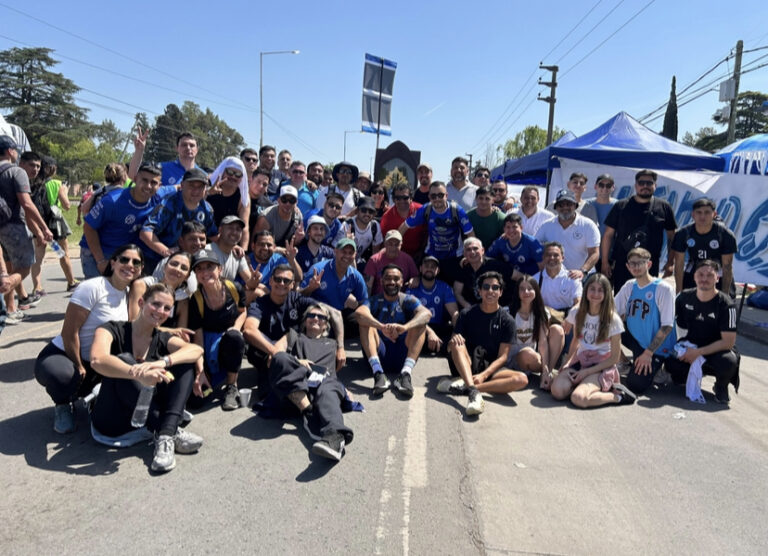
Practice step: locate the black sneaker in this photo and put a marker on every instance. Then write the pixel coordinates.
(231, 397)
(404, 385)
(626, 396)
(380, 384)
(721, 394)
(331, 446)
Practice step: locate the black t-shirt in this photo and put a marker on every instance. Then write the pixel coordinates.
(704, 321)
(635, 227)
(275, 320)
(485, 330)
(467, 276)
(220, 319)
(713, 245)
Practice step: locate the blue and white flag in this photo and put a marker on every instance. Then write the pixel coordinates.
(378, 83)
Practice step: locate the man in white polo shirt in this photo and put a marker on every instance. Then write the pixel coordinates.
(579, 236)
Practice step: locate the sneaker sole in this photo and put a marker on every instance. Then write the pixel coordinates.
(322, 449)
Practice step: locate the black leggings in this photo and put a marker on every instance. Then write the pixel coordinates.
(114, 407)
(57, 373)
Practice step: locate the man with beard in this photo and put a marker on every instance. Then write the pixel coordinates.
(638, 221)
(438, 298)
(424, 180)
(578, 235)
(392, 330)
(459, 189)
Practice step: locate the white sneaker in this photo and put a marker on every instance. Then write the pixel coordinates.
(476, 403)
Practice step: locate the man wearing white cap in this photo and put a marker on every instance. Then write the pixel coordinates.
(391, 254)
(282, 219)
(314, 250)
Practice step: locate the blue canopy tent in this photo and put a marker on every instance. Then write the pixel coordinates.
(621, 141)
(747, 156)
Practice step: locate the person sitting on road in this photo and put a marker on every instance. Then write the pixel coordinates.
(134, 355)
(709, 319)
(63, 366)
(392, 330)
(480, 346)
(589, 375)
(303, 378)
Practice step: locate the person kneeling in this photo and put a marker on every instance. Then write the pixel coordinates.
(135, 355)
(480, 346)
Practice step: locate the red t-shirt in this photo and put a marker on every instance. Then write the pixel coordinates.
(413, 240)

The task:
Put the material above into a JSON list of strings with one string per line, skipping blank lines and leaving out the picture.

Task answer:
[
  "Practice step: locate the black sneaker in this photo and put a marker on every instance. Then write the pixel coordinates.",
  "(231, 397)",
  "(404, 385)",
  "(626, 396)",
  "(380, 384)",
  "(721, 394)",
  "(331, 446)",
  "Practice step: locate the black t-shirt in this photo and put a marker on every instance. Then write the pixel coordinates.",
  "(704, 321)",
  "(635, 227)",
  "(275, 320)",
  "(485, 330)",
  "(467, 276)",
  "(220, 319)",
  "(713, 245)",
  "Practice step: locate the blue and white flag in this photo and put a marker on every instance. Then write the pixel coordinates.",
  "(378, 83)",
  "Practice step: locate the man in white polo shirt in this photo and put a marker on every instance. Then write the pixel coordinates.",
  "(579, 236)",
  "Practice step: locate the sneaker sole in this photo and put a marker on every instance. Then write the pixel coordinates.",
  "(322, 449)",
  "Practice step: locate the black leggings in this photo and put a marker on every instance. Then write the pixel coordinates.",
  "(114, 407)",
  "(57, 373)",
  "Practice step: locate the man with beard in this photo and put a marker on every instance. Then write the pixel coordinates.",
  "(638, 221)",
  "(438, 298)",
  "(424, 180)",
  "(578, 235)",
  "(392, 330)",
  "(459, 189)",
  "Practice step: locate the white sneaker in this photo and put a marker on every instance. Then write the pixel coordinates.",
  "(476, 403)",
  "Practice step: locate the man wearing white cap in this photo and put a marker on every instance. Then write the pixel coordinates.",
  "(391, 254)",
  "(282, 219)",
  "(314, 250)",
  "Practice step: locate the blue canopy tent in this photo and put a marker on every instance. Then write the pixel coordinates.",
  "(621, 141)",
  "(747, 156)",
  "Practice step: locate the person sitting on road in this photo and put a marker on every instance. Then write the pixel coordinates.",
  "(134, 355)",
  "(709, 319)",
  "(63, 366)",
  "(392, 330)",
  "(480, 346)",
  "(589, 375)",
  "(303, 378)",
  "Practice step: locate the person kneeling in this photo and put a marker on every instance. Then write the pixel coordinates.",
  "(135, 355)",
  "(480, 346)",
  "Practice step: locate the red t-shirt in this photo and put a marker on every instance. Then write the pixel coordinates.",
  "(413, 240)"
]